Your task — Copy each of the records below word for word, line by line, with nothing added or left out.

===

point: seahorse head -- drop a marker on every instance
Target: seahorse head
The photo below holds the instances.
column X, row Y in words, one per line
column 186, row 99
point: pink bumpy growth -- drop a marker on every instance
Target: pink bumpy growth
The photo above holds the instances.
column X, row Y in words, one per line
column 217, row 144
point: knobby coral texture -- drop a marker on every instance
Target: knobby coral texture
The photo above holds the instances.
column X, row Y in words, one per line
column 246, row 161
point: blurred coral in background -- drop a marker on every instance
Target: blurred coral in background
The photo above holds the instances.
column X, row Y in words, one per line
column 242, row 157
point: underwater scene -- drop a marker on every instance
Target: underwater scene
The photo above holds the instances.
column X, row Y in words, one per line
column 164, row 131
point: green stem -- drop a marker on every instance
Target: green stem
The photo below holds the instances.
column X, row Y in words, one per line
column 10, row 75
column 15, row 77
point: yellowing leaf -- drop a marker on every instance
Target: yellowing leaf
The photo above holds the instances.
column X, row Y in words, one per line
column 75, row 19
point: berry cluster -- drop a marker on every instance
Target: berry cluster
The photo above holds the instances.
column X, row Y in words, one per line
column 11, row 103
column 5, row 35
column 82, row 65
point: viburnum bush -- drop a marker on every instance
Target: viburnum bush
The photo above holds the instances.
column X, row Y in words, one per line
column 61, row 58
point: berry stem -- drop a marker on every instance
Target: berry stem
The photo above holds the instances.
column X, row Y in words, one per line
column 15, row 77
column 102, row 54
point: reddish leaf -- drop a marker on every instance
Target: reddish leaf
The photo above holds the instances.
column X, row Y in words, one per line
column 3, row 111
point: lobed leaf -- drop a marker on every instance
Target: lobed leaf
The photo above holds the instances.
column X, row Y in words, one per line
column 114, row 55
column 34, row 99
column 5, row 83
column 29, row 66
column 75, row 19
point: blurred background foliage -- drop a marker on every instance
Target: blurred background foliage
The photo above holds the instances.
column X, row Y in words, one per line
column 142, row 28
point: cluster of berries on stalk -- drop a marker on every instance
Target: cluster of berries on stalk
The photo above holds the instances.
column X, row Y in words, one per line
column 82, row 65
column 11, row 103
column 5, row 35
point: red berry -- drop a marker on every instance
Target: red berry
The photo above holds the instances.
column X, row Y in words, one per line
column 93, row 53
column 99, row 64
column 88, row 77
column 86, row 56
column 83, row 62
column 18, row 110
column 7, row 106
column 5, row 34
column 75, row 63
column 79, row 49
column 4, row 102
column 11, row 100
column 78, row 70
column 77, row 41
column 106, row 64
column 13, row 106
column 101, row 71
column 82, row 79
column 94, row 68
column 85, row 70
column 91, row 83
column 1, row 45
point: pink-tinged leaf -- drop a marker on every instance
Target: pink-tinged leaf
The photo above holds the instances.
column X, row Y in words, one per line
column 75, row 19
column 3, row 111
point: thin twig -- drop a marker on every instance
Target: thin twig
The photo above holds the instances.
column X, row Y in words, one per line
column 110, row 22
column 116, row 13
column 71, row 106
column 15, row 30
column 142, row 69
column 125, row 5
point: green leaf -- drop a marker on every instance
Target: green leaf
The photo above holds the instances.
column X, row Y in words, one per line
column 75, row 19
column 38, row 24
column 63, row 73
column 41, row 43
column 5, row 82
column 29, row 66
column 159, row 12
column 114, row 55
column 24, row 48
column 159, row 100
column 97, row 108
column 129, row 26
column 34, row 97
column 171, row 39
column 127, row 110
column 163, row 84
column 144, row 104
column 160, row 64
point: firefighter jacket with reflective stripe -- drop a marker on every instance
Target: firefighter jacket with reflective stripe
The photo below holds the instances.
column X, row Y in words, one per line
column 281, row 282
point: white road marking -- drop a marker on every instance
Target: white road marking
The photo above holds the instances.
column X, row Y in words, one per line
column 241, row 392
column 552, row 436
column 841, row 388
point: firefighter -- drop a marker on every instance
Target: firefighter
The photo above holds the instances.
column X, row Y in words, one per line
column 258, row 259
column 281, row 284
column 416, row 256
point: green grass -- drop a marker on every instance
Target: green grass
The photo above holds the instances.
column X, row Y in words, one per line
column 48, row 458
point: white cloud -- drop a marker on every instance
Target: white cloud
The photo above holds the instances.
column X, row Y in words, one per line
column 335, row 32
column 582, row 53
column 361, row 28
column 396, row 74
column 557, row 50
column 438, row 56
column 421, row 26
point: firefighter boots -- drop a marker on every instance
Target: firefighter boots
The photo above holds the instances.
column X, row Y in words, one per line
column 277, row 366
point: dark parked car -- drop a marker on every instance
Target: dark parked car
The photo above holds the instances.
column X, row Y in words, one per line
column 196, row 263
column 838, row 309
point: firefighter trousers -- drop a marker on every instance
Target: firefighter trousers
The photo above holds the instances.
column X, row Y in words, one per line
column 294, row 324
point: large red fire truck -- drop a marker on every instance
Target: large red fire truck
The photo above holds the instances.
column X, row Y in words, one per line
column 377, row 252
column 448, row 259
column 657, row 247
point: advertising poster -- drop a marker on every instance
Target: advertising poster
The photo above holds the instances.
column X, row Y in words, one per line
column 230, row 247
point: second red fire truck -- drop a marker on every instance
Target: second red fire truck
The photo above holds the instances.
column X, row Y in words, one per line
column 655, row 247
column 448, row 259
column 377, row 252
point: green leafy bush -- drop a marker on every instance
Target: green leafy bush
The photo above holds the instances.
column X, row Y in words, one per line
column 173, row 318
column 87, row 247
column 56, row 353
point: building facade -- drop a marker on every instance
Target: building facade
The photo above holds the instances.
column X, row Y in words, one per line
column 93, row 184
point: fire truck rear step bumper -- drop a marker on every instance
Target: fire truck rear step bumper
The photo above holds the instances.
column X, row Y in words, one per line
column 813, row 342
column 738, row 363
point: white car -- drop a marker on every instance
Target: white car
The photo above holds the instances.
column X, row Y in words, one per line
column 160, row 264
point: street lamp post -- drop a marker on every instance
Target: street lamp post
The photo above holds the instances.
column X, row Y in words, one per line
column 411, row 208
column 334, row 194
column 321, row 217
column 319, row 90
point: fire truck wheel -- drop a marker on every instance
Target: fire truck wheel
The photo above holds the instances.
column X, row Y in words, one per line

===

Answer to the exercise —
point: seahorse head -- drop a marker on every instance
Target: seahorse head
The photo below holds the instances.
column X, row Y in words, one per line
column 186, row 99
point: pink bumpy growth -- drop a marker on every instance
Target: pink bumpy growth
The photo above holds the instances.
column X, row Y in words, one per line
column 217, row 144
point: knobby coral texture -- drop a marker on every instance
Target: knobby coral texture
The photo above holds the instances.
column X, row Y in words, one per line
column 246, row 161
point: blurred coral in background -- drop a marker on every instance
Target: blurred coral in background
The photo above holds the instances.
column X, row Y in words, one per line
column 242, row 157
point: underwater scene -- drop a marker on every instance
Target: underwater scene
The photo above holds the instances.
column X, row Y in words, one per line
column 164, row 131
point: green stem -- drop a marker on every instance
Target: green stem
The photo below holds the instances.
column X, row Y in words, one per line
column 10, row 75
column 15, row 77
point: yellowing leaf -- drop a marker on every instance
Target: yellowing leaf
The photo above holds the instances.
column X, row Y in words, one per line
column 75, row 19
point: berry cluster -- drop a marker on every instance
Target: berry cluster
The photo above holds the instances.
column X, row Y in words, one per line
column 11, row 103
column 5, row 35
column 82, row 65
point: viburnum bush -- drop a marker on every instance
Target: viburnum bush
The photo above holds the instances.
column X, row Y in words, one per line
column 61, row 58
point: berry stem -- drop a marker on every instance
Target: berry stem
The photo above holds the instances.
column X, row Y in words, one per line
column 15, row 77
column 102, row 54
point: reddish leaf -- drop a marker on every instance
Target: reddish leaf
The photo above holds the instances.
column X, row Y in words, one per line
column 3, row 111
point: lobed leaf -- drop a marker on every instance
Target: lobed leaf
The photo above holds the instances.
column X, row Y in words, one per line
column 114, row 55
column 34, row 99
column 5, row 83
column 29, row 66
column 75, row 19
point: blurred background foliage -- drop a marker on every instance
Target: blurred background foliage
The photo above holds the instances.
column X, row Y in words, one per line
column 142, row 28
point: cluster of berries on stalk -- drop a marker on every instance
Target: cluster of berries on stalk
The photo above holds the instances.
column X, row Y in words, one per line
column 82, row 65
column 11, row 103
column 5, row 35
point: red berry -- drop a marker on every instance
Target: red berry
The photo above holds the instances.
column X, row Y in words, one per line
column 93, row 53
column 99, row 64
column 88, row 77
column 86, row 56
column 83, row 62
column 18, row 110
column 7, row 106
column 5, row 34
column 75, row 63
column 79, row 49
column 4, row 102
column 11, row 100
column 78, row 70
column 77, row 41
column 106, row 64
column 13, row 106
column 101, row 71
column 82, row 79
column 94, row 68
column 85, row 70
column 91, row 83
column 1, row 45
point: pink-tinged leaf -- drop a marker on every instance
Target: pink-tinged leaf
The photo above holds the instances.
column X, row Y in words, one per line
column 75, row 19
column 3, row 111
point: thin twig -- drop a marker on every instance
Target: thin twig
The photo above holds the instances.
column X, row Y in words, one per line
column 110, row 22
column 116, row 13
column 71, row 106
column 15, row 30
column 142, row 69
column 125, row 5
point: green leaf -- drop a marker on every instance
Target: green leaf
The photo above holds the instances.
column X, row Y in words, one per line
column 75, row 19
column 38, row 24
column 63, row 73
column 41, row 43
column 5, row 82
column 29, row 66
column 159, row 12
column 114, row 55
column 24, row 48
column 159, row 100
column 97, row 108
column 129, row 26
column 34, row 97
column 171, row 39
column 127, row 110
column 163, row 84
column 144, row 104
column 160, row 64
point: firefighter jacket with reflective stripe -- drop a marker on every instance
Target: firefighter jacket with reflective stripe
The photo below holds the instances.
column X, row Y in words, one per line
column 281, row 282
point: white road marking -- drop a marker on every instance
Target: white road marking
The photo above holds the instances.
column X, row Y in words, one per line
column 241, row 392
column 552, row 436
column 841, row 388
point: firefighter -- drop a marker on every instance
Target: firefighter
The photo above holds the instances.
column X, row Y in words, one per line
column 258, row 259
column 281, row 284
column 416, row 256
point: green grass -- drop a marker on every instance
Target: green grass
The photo above holds the instances.
column X, row Y in words, one per line
column 48, row 458
point: white cloud -- drop a marker on every instance
Target: white cloud
The photo above holds the instances.
column X, row Y in words, one per line
column 335, row 32
column 582, row 53
column 361, row 28
column 396, row 74
column 557, row 50
column 438, row 56
column 421, row 26
point: firefighter boots -- drop a marker on every instance
Target: firefighter boots
The photo above holds the instances.
column X, row Y in words, one per line
column 277, row 366
point: dark parked car -- drop a marker on every instance
Target: dark parked car
The photo above holds the instances.
column X, row Y in words, one per line
column 196, row 263
column 838, row 309
point: firefighter trousers -- drop a marker on every instance
Target: firefighter trousers
The photo above holds the instances.
column X, row Y in words, one per line
column 294, row 324
point: large red fire truck -- drop a marker on every instance
Target: large red fire truck
The photo above holds the instances.
column X, row Y in words, one per line
column 377, row 252
column 448, row 259
column 657, row 247
point: advertising poster -- drop a marker on every instance
Target: advertising poster
The photo above holds the instances.
column X, row Y in words, one per line
column 230, row 247
point: second red fire truck -- drop a marker on every instance
Target: second red fire truck
The photo above holds the instances.
column X, row Y in words, one per line
column 655, row 247
column 448, row 259
column 377, row 252
point: green leafy bush -- drop a marker on every instance
Target: green leafy bush
The photo above holds the instances.
column X, row Y in words, one per line
column 173, row 318
column 87, row 247
column 56, row 353
point: building facade -- drop a marker on every instance
Target: building facade
The photo above holds the instances.
column X, row Y in words, one per line
column 93, row 184
point: fire truck rear step bumper -- drop a marker on every instance
Target: fire truck rear step bumper
The photo above holds the instances.
column X, row Y in words, one per line
column 813, row 342
column 738, row 363
point: white car -- drop a marker on every instance
Target: white car
The photo above holds the instances.
column X, row Y in words, one per line
column 160, row 264
point: street lamp post -- drop a marker on every instance
Target: street lamp post
The photo above holds the instances.
column X, row Y in words, one per line
column 411, row 208
column 334, row 194
column 321, row 217
column 319, row 90
point: fire truck wheel -- drop a marker on every instance
Target: fire truck wheel
The photo above holds the instances.
column X, row Y in words, one per line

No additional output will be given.